* **AIM**:
Rewrite all of the material below, replacing "indicate" with "mark" wherever it occurs and changing nothing else. Leave the pictures out of your answer.

* **DATASET RECORDS**:
— BEGIN —

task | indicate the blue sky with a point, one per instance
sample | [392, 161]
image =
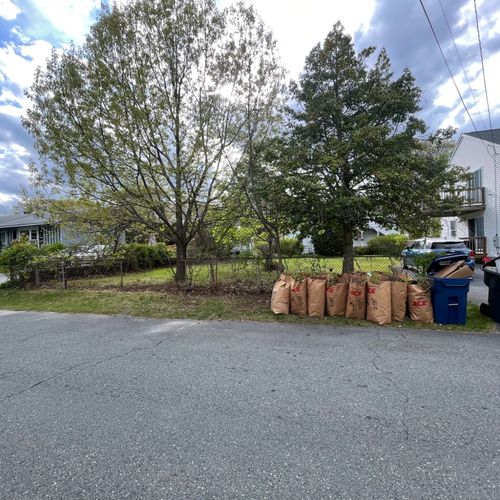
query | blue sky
[30, 29]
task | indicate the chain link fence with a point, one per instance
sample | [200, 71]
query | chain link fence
[237, 273]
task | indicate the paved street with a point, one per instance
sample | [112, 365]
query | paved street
[117, 407]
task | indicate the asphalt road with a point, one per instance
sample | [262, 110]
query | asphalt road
[117, 407]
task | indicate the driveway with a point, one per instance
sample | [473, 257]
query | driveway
[117, 407]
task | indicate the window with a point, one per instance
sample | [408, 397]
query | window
[453, 228]
[480, 226]
[476, 227]
[476, 179]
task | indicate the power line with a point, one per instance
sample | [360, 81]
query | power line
[476, 104]
[497, 242]
[482, 67]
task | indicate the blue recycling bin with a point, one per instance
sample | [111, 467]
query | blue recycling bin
[449, 295]
[492, 281]
[449, 300]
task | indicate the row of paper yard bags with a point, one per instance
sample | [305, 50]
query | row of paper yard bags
[376, 297]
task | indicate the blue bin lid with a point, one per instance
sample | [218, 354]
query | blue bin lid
[491, 263]
[439, 262]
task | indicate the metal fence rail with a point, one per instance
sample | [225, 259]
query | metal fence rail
[252, 274]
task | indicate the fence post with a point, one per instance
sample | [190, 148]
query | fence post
[63, 275]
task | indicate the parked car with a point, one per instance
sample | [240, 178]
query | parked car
[438, 246]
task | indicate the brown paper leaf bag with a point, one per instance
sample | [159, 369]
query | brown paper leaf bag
[316, 296]
[399, 299]
[356, 300]
[336, 298]
[378, 303]
[280, 299]
[419, 304]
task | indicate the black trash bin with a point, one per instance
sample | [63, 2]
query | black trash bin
[492, 281]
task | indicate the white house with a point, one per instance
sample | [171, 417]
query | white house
[478, 152]
[361, 238]
[38, 230]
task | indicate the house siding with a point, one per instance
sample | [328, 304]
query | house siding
[473, 154]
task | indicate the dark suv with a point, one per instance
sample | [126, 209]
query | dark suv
[440, 247]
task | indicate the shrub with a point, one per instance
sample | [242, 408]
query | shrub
[391, 244]
[290, 247]
[17, 260]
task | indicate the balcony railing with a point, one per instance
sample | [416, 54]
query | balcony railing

— END —

* **REPLY TO THE TASK**:
task | mark the blue sky with a point, one per instance
sample | [392, 161]
image =
query | blue sky
[30, 29]
task | mark the chain link fence with a point, one per instance
sample | [200, 71]
query | chain link fence
[237, 273]
task | mark the paved street with a point, one per instance
sample | [112, 365]
query | paved street
[117, 407]
task | mark the asphalt road with a point, one per instance
sample | [262, 110]
query | asphalt road
[117, 407]
task | mark the driveway with a point, one per instance
sample | [473, 257]
query | driveway
[117, 407]
task | mark the window with a point, one per instance
sample | [408, 397]
query | window
[453, 228]
[480, 226]
[476, 227]
[476, 179]
task | mark the power line with a point, one per instance
sample | [360, 81]
query | power line
[476, 104]
[497, 242]
[482, 67]
task | mark the blue recycling bin with a point, one per instance
sample | [111, 467]
query | blue recycling bin
[449, 295]
[492, 281]
[449, 300]
task | mark the row of paper yard bags with a point, one per instance
sample | [305, 50]
query | row of paper yard bags
[376, 297]
task | mark the blue bin lid with a point, one per instance
sample | [218, 354]
query | blue bin lid
[491, 263]
[439, 262]
task | mark the metal fence rail with a point, one per instance
sample | [225, 259]
query | metal fence rail
[252, 274]
task | mark the fence post with a point, one per instance
sample | [190, 148]
query | fence post
[63, 275]
task | mark the parked car with a point, one per instance
sample | [240, 178]
query | parked car
[438, 246]
task | mark the brown paper leaf bag with a point, one per instance
sample | [159, 369]
query | brown paper leaf bag
[316, 296]
[399, 299]
[356, 300]
[336, 298]
[378, 303]
[280, 299]
[419, 304]
task | mark the black trash bin with a point, one per instance
sample | [63, 2]
query | black trash bin
[492, 281]
task | mark the white house with a point, one per instance
sample | [171, 417]
query | white house
[478, 152]
[361, 238]
[38, 230]
task | mark the house siding with a point, one per instance
sample | [328, 304]
query | house siding
[473, 154]
task | mark the dark suv with a point, one per instance
sample | [126, 209]
query | dark suv
[440, 247]
task | mark the shrub with a point, one per instance
sample | [242, 408]
query | shrub
[391, 244]
[290, 247]
[17, 260]
task | mark the balcony railing with a point, one per instance
sample | [416, 54]
query | balcony railing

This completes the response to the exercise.